Cognition Labs, an AI startup founded in November that’s building an AI tool for writing code, is reportedly seeking a valuation of up to $2 billion in its current fundraising round, according to the Wall Street Journal. Earlier this year, the startup was valued at $350 million, after a $21 million Series A round led by Peter Thiel-founded Founders Fund. The fund reportedly plans to invest in the current round. If Cognition Labs completes its current round with the $2 billion valuation, its valuation will have increased sixfold in just weeks. The startup has also reportedly turned down offers of a $1 billion valuation.

The startup, which launched what it calls “the world’s first fully autonomous AI software engineer,” Devin, in March, reportedly started working on the product only last year, and currently doesn’t generate any real revenue. According to the startup, its product “can plan and execute complex engineering tasks requiring thousands of decisions,” and has been equipped with developer tools such as code editor and browser — “everything a human would need to do their work.”

With a $2 trillion valuation, Cognition Labs would join fellow young AI startups Mistral AI and Perplexity AI in the billion-dollar valuations club. Cognition Labs did not immediately respond to a request for comment.

After chipmaker Nvidia rode the AI hype to become the first semiconductor company to reach a $2 trillion valuation in February, Torsten Sløk, chief economist at Apollo Global Management, warned that the current AI bubble has surpassed the 1990s dot-com bubble. “The top 10 companies in the S&P 500 today are more overvalued than the top 10 companies were during the tech bubble in the mid-1990s,” Sløk wrote on The Daily Spark.

However, strategists at Citigroup found Nvidia’s stock rally wasn’t something to worry about.

“The AI bubble is not in trouble, and, if anything, earnings performance suggests that it is less of a bubble to begin with,” a team of quantitative strategists at Citigroup said.

• Available data
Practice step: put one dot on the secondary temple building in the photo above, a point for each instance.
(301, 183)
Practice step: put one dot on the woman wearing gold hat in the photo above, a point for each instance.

• Problem statement
Retype the passage of the Cognition Labs article above that begins at the words "Cognition Labs, an" and stops after "a $1 billion valuation.".

• Answer to the problem
Cognition Labs, an AI startup founded in November that’s building an AI tool for writing code, is reportedly seeking a valuation of up to $2 billion in its current fundraising round, according to the Wall Street Journal. Earlier this year, the startup was valued at $350 million, after a $21 million Series A round led by Peter Thiel-founded Founders Fund. The fund reportedly plans to invest in the current round. If Cognition Labs completes its current round with the $2 billion valuation, its valuation will have increased sixfold in just weeks. The startup has also reportedly turned down offers of a $1 billion valuation.